## [Stored entries]
-------------------------
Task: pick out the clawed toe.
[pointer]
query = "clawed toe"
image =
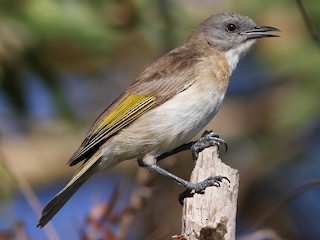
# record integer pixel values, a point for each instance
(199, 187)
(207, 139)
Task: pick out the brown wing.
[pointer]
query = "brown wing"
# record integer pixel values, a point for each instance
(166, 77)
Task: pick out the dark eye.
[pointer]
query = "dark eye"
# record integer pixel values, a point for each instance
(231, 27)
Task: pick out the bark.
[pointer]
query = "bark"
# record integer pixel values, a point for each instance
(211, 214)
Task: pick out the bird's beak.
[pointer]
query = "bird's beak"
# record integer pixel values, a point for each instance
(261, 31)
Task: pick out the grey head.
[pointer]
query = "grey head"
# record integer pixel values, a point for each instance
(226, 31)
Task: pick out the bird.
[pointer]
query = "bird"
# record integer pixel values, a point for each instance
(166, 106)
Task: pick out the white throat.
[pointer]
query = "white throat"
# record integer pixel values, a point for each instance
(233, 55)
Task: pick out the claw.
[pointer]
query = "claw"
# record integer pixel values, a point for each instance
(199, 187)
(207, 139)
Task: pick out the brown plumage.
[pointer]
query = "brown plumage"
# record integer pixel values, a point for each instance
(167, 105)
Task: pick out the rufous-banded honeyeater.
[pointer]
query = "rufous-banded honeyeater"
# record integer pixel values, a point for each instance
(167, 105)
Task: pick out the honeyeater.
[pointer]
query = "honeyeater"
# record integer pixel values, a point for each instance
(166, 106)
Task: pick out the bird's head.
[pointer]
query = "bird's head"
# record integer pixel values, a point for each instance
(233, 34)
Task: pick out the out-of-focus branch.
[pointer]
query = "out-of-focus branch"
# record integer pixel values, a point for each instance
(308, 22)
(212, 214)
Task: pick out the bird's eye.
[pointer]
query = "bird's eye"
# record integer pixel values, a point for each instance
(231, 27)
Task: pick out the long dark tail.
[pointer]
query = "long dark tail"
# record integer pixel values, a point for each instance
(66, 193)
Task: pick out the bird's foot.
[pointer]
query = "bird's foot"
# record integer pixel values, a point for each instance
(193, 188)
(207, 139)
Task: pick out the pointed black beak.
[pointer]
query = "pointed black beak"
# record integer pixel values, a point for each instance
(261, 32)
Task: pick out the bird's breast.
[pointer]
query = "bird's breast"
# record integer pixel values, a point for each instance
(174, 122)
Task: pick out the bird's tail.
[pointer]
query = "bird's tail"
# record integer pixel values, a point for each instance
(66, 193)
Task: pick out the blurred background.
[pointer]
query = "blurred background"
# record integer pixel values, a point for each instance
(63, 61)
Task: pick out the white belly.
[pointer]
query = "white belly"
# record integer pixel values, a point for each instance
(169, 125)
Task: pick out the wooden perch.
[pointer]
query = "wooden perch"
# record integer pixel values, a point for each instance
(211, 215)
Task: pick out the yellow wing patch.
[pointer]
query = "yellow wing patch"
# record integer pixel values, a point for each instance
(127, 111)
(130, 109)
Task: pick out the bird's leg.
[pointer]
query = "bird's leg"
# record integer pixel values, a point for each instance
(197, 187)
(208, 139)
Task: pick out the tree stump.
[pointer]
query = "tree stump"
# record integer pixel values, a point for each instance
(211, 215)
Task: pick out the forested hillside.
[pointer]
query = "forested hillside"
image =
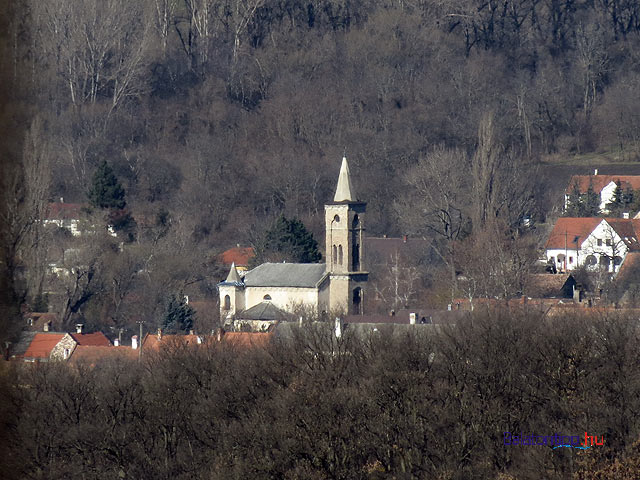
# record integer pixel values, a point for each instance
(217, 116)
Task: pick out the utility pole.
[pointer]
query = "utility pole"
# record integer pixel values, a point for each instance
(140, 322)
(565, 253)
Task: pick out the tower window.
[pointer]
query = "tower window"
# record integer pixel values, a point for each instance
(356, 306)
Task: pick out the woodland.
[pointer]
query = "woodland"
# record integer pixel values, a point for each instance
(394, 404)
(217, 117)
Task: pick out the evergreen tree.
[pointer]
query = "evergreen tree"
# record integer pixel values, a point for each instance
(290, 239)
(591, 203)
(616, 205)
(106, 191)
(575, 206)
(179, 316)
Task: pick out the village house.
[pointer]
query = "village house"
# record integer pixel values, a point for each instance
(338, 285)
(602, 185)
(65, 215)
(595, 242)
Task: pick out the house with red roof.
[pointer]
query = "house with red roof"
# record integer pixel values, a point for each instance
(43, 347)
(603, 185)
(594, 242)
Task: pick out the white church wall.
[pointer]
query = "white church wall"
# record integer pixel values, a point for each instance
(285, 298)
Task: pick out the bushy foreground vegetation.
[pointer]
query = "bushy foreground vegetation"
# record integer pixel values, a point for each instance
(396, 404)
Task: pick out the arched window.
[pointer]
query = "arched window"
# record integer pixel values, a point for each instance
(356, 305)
-------------------------
## [What you are asked to do]
Copy the lines above that hold the word "rufous".

## [Response area]
Task: pick out the rufous-banded honeyeater.
query = "rufous-banded honeyeater"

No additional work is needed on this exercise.